** start of RAW RECORDS **
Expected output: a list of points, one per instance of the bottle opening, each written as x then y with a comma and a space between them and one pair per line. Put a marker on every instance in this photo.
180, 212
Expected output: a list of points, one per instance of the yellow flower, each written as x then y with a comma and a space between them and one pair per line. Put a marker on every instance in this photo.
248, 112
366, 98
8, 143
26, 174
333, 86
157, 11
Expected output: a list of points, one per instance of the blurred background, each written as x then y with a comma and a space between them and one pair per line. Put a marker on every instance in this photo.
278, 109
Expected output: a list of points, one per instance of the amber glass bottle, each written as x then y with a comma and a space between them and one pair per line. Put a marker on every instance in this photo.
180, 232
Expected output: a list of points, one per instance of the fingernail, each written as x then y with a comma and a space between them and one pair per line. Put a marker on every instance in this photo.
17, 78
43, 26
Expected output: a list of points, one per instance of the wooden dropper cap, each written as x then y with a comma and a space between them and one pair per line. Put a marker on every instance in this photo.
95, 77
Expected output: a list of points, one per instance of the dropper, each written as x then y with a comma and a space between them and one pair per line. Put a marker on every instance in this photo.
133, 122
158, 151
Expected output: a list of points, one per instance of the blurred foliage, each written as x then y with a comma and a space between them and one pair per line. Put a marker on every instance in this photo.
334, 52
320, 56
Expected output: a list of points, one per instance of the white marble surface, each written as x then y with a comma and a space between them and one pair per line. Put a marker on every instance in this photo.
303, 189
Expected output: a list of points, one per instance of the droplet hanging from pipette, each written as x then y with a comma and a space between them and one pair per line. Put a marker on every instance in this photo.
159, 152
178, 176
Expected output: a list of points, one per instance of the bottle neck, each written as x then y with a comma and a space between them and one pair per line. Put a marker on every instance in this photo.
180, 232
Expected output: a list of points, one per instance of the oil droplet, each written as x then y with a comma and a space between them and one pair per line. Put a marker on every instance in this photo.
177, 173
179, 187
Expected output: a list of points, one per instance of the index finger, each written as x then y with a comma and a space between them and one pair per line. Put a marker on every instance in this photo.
** end of RAW RECORDS **
— OBJECTIVE —
Return all of the data word for word.

— SOLUTION FOR THIS TASK —
Expected output: a list of points, one per instance of the bottle opening, each written as x then y with a comma and a space between them and one pair per line. Put a marker on every instance in this photo.
180, 212
Expected output: a list of points, one per instance of the yellow flower, each written as x then y with a comma and a space between them and one pair per line. Put a marker on every instance in this photo.
248, 112
366, 98
8, 143
26, 174
333, 86
157, 11
Expected output: a list of points, one per instance of the blurred background, each written as x then y with a comma and a space between them and one pair per line. Put a marker on every instance in this photo.
278, 109
Expected output: a list of points, one per instance of the amber glass bottle, each written as x then y with a comma and a space between them and one pair per line. Put a marker on every instance in this photo.
180, 232
Expected output: a list of points, one per instance of the fingernail, each written as x then y with a comma and a space between them and one pair per line. Put a marker on every instance in this photo.
17, 78
43, 26
Expected output: a list of points, one per instance of the wooden dropper cap, each written as x then y with a comma and a space between them and one pair per line. Put a marker on every instance in this photo.
95, 77
Expected output: a list of points, one per instance of the dropper, each written as x then y with a comma and a space between them and one pair per line. Put a marker on every instance in this photo.
133, 122
158, 151
Expected output: a list of points, one per instance of the blurred foliage, each written as x then y with a comma and a space between them and one pair per line. Put a marker on every instance in this photo.
334, 52
320, 56
Expected output: a list of points, one per instance of the white marble surface, each written as x then y with a comma and a space between them and one pair per line. Put a marker on every instance in this photo.
303, 189
Expected output: a list of points, one per instance of the droplet hanging from pipette, each written as x then y with a comma and a space between them and one pair per line. Put a marker on every instance in this photo.
159, 152
178, 176
Expected output: a list of points, one per instance of the bottle neck, each written as x then y with a comma and a space between them and one pair per line. Put a marker on every instance in this photo.
180, 232
Expected output: a list of points, one per instance of the oil droplet, each written as x then y with a comma and a space between them and one pair per line. Put a marker on every instance in this photo.
177, 173
179, 187
Expected output: a list of points, one per instance of the index finger, each written as x then y with a comma and a space between them and one pair per line. Put a marker on every instance in this photo.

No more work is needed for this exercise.